What the task asks: Before you finish, make sure each line of the records has been retyped exactly.
::::
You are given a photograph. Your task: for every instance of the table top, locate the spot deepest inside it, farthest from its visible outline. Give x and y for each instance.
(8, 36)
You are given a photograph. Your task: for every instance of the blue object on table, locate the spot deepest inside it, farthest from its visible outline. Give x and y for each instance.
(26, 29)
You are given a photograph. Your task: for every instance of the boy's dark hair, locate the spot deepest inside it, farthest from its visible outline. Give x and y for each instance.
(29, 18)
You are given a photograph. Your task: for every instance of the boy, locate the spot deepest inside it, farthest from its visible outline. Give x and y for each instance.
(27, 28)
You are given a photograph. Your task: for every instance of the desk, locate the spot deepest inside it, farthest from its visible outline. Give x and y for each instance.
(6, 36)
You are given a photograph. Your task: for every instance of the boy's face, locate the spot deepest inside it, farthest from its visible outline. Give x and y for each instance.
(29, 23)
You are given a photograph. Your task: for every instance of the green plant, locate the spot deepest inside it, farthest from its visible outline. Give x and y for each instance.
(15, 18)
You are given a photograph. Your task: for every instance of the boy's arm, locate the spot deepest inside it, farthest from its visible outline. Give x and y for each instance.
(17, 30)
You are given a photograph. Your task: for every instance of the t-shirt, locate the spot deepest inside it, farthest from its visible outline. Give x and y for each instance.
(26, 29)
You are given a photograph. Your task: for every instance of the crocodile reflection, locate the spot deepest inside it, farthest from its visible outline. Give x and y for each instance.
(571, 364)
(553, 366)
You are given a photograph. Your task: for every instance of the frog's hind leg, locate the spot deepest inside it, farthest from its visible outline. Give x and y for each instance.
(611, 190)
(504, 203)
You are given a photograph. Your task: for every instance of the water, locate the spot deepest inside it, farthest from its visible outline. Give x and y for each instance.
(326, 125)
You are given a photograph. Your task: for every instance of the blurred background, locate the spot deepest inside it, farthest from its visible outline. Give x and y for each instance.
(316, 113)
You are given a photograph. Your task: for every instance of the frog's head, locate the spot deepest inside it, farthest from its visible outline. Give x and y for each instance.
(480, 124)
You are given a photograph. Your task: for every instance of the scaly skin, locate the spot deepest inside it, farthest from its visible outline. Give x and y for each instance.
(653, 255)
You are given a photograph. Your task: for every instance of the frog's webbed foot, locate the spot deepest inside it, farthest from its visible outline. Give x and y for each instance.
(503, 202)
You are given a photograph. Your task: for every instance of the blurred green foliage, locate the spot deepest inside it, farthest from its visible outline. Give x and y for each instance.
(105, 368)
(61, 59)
::::
Answer for this exercise:
You are given a photograph. Your task: for every instance of the table top, locate the spot deepest inside it, farthest from its visible outline. Give x and y for each instance.
(8, 36)
You are given a photograph. Your task: for every instance of the blue object on table, locate the spot deepest inside it, farthest from its visible outline. Give x and y for each instance.
(26, 29)
You are given a photograph. Your task: for every instance of the boy's dark hair, locate the spot deepest inside it, farthest from its visible outline. Give x and y for each instance.
(29, 18)
You are given a photograph. Your task: for every instance of the boy, locate the spot deepest inside it, farthest from its visible outline. Give x and y for each instance.
(27, 28)
You are given a photograph. Your task: for every instance of the desk, locate the spot deepest inside it, farthest from its visible outline. Give x and y for each instance.
(6, 36)
You are given a photograph. Your task: for every instance of the boy's face, locate the spot deepest inside it, farthest from its visible outline. Give x and y for each instance.
(29, 23)
You are given a photograph. Your task: for every instance of the green plant, locate the spot deepest inside it, farthest from its visible outline. Give x and y for each instance.
(15, 18)
You are given a photograph. Your task: for every instance of the boy's arm, locate the spot deepest inside it, farthest from its visible outline. Give x and y for each instance.
(17, 30)
You are given a photograph. Your task: for every instance of the t-shirt, locate the spot deepest inside it, farthest from its visible outline. Give x and y for each instance.
(26, 29)
You are given a photograph. Your task: for every instance of the crocodile reflection, locate the spot deepest inside it, farthest from its visible outline. Give x and y for each instance.
(571, 364)
(553, 366)
You are given a photograph. Your task: for every instance of the frog's hind leg, locate the spot deepest inside it, farthest from its visible outline. Give x and y for each instance.
(611, 190)
(504, 203)
You are given a photograph. Your task: for every instance of the water, locate the spot deepest inside it, farthest from its visible outline. Give x and y for each instance.
(326, 125)
You are given a photograph. Your task: for every instance of the blurred background, locate the spot deepest inside it, farthest from its visible outline. Give x and y for each instance.
(316, 113)
You are given a photograph. Your task: for every instance of the frog's head, locate the spot deepest inside it, farthest from its visible outline. Give x and y for each instance.
(480, 124)
You are given a photograph. Your task: for every instance of the scaly skin, locate the spot deepest inside it, farthest from its visible outline. Give x and y for each instance.
(653, 255)
You are given a photograph. Your task: for every instance of the frog's webbed foot, locate the spot deepest inside it, farthest from its visible outline. Give x and y for each instance.
(503, 202)
You are given a photograph. Your task: for every instance of the blurred green foliage, locate the spot deepest inside it, farthest from its visible outline. Give x and y for each instance.
(105, 368)
(61, 59)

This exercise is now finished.